What the task requires: Count the lines below that contain the string "shirt", treating uppercase and lowercase as different, and give only the number.

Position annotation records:
..............................

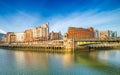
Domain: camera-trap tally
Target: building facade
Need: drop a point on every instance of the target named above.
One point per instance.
(20, 37)
(55, 36)
(80, 33)
(107, 34)
(28, 35)
(41, 33)
(10, 37)
(96, 34)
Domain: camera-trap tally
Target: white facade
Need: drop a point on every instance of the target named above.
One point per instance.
(41, 32)
(20, 37)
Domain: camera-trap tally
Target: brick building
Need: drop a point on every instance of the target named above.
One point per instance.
(41, 33)
(55, 35)
(10, 37)
(80, 33)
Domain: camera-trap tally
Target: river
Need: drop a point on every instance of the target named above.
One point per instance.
(99, 62)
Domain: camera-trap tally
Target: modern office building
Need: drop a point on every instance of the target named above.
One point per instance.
(55, 36)
(41, 33)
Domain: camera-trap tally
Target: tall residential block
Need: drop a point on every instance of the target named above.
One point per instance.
(80, 33)
(20, 37)
(10, 37)
(41, 33)
(55, 36)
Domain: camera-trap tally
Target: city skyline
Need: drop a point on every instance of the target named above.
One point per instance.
(26, 14)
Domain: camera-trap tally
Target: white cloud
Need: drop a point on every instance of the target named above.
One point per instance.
(101, 20)
(18, 22)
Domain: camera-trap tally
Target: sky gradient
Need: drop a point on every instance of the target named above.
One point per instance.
(18, 15)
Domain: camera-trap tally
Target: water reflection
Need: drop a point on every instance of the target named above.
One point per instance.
(105, 62)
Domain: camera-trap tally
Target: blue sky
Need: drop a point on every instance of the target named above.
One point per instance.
(18, 15)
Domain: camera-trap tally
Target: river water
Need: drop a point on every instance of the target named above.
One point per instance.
(100, 62)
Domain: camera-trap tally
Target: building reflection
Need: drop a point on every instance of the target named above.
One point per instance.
(67, 59)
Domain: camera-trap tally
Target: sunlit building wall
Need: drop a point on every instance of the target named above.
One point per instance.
(41, 33)
(80, 33)
(20, 37)
(28, 35)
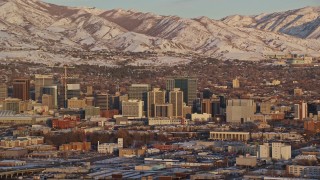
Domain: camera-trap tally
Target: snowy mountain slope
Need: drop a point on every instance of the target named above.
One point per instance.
(32, 24)
(302, 23)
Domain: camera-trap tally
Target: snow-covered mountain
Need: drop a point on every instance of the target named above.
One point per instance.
(32, 24)
(303, 23)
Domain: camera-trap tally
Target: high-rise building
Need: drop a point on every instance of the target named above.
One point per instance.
(265, 107)
(21, 89)
(75, 103)
(89, 91)
(114, 102)
(50, 90)
(12, 104)
(264, 151)
(281, 151)
(240, 110)
(41, 81)
(236, 83)
(156, 96)
(3, 91)
(186, 84)
(102, 101)
(206, 106)
(297, 92)
(47, 100)
(176, 99)
(132, 108)
(163, 110)
(139, 92)
(301, 110)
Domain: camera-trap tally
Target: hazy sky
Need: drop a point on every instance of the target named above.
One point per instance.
(194, 8)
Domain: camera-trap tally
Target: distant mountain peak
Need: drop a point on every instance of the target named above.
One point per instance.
(32, 23)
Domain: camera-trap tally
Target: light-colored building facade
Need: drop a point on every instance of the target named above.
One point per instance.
(200, 117)
(75, 103)
(176, 99)
(237, 136)
(281, 151)
(264, 151)
(250, 161)
(155, 97)
(304, 171)
(163, 110)
(240, 110)
(132, 108)
(41, 81)
(236, 83)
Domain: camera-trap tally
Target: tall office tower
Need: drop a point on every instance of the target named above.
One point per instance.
(186, 84)
(21, 89)
(47, 100)
(281, 151)
(132, 108)
(236, 83)
(51, 90)
(216, 107)
(139, 92)
(89, 91)
(240, 110)
(69, 88)
(163, 110)
(102, 101)
(264, 151)
(297, 92)
(41, 81)
(114, 102)
(301, 110)
(73, 90)
(122, 98)
(265, 107)
(176, 99)
(207, 93)
(12, 104)
(156, 96)
(223, 104)
(3, 92)
(206, 106)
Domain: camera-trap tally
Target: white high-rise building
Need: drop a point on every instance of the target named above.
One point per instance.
(264, 151)
(281, 151)
(240, 110)
(301, 110)
(132, 108)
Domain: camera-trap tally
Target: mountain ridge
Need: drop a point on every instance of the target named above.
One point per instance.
(33, 23)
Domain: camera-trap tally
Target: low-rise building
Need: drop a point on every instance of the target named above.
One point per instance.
(200, 117)
(238, 136)
(13, 153)
(163, 121)
(128, 152)
(76, 146)
(304, 171)
(249, 161)
(12, 163)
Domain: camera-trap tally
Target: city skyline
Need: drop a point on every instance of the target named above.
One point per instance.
(215, 9)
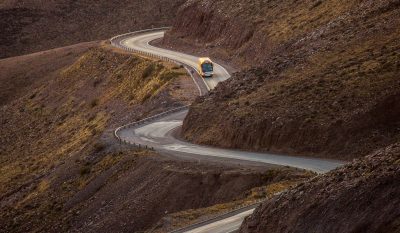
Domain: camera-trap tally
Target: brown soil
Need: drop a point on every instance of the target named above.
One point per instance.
(61, 168)
(326, 81)
(30, 26)
(361, 197)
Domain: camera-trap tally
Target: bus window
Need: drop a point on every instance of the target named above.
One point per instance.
(206, 67)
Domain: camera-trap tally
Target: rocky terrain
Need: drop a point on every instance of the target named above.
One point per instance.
(322, 77)
(360, 197)
(61, 168)
(31, 26)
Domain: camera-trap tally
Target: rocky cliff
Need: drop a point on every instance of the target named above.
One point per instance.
(323, 76)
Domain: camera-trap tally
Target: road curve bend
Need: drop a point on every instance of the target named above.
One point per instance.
(141, 42)
(159, 132)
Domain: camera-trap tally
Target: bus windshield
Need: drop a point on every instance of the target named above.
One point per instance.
(207, 67)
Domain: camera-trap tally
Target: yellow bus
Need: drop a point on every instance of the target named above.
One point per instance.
(206, 67)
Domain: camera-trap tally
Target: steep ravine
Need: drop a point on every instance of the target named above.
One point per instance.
(323, 80)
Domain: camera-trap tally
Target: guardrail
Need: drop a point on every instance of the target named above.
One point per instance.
(227, 214)
(144, 121)
(116, 41)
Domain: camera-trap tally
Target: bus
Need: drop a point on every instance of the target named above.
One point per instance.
(206, 67)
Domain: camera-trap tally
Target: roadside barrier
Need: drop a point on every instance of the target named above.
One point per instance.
(237, 210)
(116, 42)
(141, 122)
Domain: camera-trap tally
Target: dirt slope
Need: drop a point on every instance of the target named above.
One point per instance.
(30, 26)
(62, 170)
(324, 79)
(361, 197)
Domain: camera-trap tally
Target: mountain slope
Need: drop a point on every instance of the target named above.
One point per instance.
(361, 197)
(323, 77)
(31, 26)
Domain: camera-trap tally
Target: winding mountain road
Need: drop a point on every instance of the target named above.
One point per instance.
(159, 133)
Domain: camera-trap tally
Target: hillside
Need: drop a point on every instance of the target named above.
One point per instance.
(322, 76)
(62, 170)
(30, 26)
(361, 197)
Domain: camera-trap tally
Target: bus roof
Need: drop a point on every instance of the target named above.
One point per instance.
(205, 60)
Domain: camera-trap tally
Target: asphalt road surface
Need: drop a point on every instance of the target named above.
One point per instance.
(141, 42)
(159, 134)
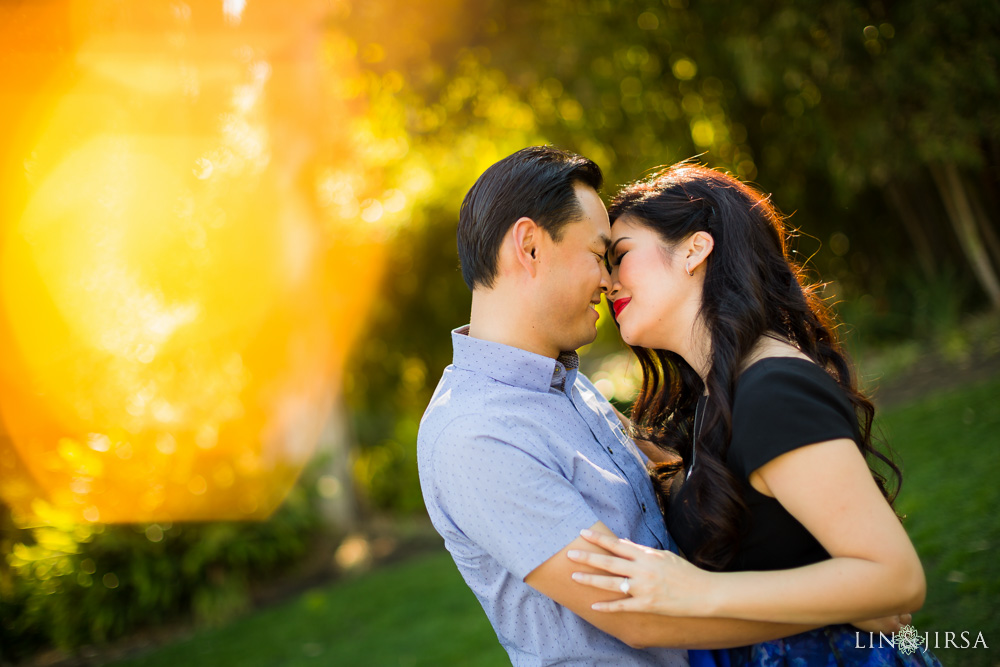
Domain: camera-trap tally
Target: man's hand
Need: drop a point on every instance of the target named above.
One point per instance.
(885, 625)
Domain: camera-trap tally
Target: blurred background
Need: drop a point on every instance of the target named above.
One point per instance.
(228, 272)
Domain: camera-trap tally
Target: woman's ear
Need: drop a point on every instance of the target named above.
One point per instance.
(526, 235)
(698, 247)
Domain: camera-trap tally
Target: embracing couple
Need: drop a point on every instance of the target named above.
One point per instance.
(735, 518)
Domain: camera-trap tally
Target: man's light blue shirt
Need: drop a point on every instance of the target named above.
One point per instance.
(517, 453)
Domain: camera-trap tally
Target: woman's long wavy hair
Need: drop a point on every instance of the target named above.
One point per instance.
(752, 288)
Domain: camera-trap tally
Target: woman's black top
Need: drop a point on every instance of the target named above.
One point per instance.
(779, 404)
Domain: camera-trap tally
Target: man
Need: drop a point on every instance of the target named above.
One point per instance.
(518, 452)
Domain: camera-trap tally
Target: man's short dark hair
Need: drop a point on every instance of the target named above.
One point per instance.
(535, 182)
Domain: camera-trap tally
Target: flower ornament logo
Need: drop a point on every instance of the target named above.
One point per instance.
(907, 640)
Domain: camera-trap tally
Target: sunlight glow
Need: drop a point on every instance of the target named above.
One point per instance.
(170, 321)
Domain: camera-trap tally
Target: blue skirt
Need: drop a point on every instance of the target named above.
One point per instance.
(832, 646)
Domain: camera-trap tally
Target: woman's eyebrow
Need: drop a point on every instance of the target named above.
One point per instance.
(614, 245)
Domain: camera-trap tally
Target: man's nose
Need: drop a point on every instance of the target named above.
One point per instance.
(605, 281)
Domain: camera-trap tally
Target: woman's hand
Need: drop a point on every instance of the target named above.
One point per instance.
(886, 625)
(659, 582)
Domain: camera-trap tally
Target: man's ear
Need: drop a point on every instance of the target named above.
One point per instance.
(527, 235)
(698, 247)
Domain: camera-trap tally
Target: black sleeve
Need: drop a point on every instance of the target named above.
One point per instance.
(781, 404)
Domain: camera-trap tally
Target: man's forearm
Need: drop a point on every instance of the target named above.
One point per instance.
(645, 630)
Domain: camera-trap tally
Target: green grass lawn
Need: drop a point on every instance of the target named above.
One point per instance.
(421, 613)
(949, 445)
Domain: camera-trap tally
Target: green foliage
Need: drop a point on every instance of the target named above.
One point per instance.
(421, 612)
(416, 613)
(948, 446)
(67, 585)
(838, 108)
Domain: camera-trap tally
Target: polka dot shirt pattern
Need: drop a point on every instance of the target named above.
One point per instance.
(517, 452)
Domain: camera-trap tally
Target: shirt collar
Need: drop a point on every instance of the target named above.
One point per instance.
(512, 365)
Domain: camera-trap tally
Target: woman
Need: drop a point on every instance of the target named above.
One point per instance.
(770, 494)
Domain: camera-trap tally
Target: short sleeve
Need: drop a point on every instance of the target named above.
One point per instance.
(506, 497)
(781, 404)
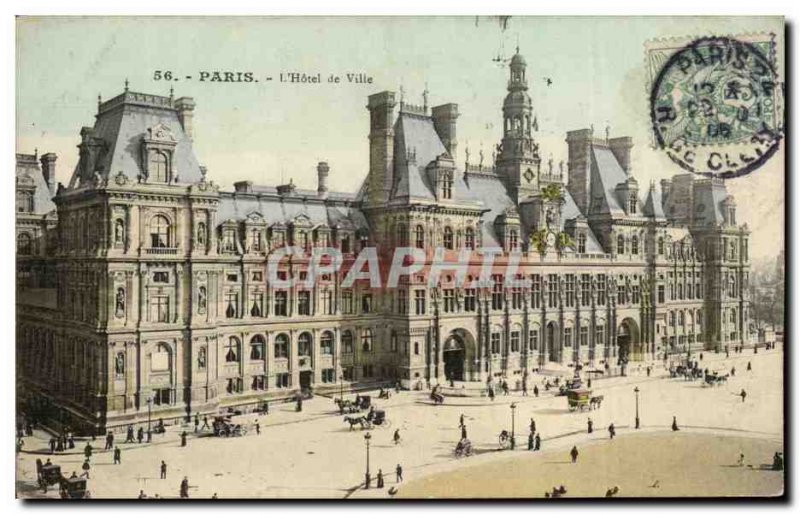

..............................

Result of the task: 3